**** RECORDS SHOWN ****

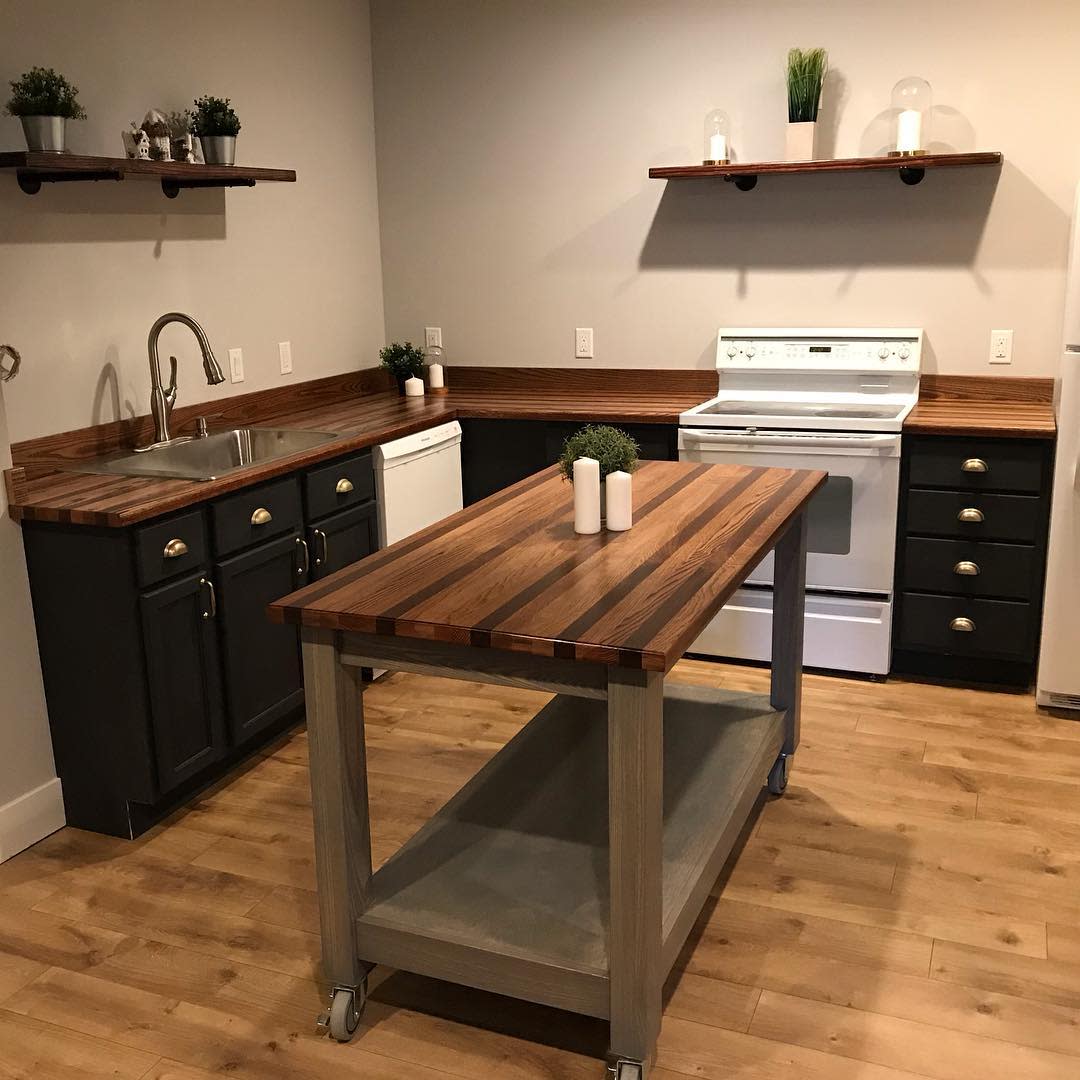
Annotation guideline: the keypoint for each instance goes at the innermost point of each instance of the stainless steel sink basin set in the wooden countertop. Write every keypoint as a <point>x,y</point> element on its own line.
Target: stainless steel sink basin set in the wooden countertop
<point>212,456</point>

****
**** RECORDS SHOWN ****

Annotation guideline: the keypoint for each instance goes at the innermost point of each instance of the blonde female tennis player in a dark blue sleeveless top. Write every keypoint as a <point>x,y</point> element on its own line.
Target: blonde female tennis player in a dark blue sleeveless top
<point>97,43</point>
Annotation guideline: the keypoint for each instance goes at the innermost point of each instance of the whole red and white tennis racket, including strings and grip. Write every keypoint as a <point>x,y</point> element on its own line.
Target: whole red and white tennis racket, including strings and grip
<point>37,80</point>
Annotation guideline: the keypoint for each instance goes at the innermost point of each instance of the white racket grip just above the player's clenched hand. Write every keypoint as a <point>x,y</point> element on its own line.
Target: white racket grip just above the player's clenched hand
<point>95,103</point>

****

> TASK DETAILS:
List, from the entries above, every line in which the word "Write" shows up.

> OUTPUT BELOW:
Annotation guideline: the keypoint for each instance goes at the innermost point of each instance of the stainless steel sink basin set in the wooden countertop. Write every keypoint as a <point>x,y</point> element on its own line.
Annotation guideline: the keypoint for each instance goes at the innermost point of each instance of the blonde female tennis player in a dark blue sleeveless top. Write every keypoint as a <point>x,y</point> element on its own line.
Annotation guideline: the keypoint for each instance goes at the innermost point of each instance of the whole red and white tennis racket, including strings and grip. Write every keypoint as a <point>x,y</point> element on its own line.
Annotation guideline: the keypoint for each instance goes at the innermost point of each instance of the white racket grip just above the player's clenched hand. Write every keypoint as a <point>x,y</point> element on its own line.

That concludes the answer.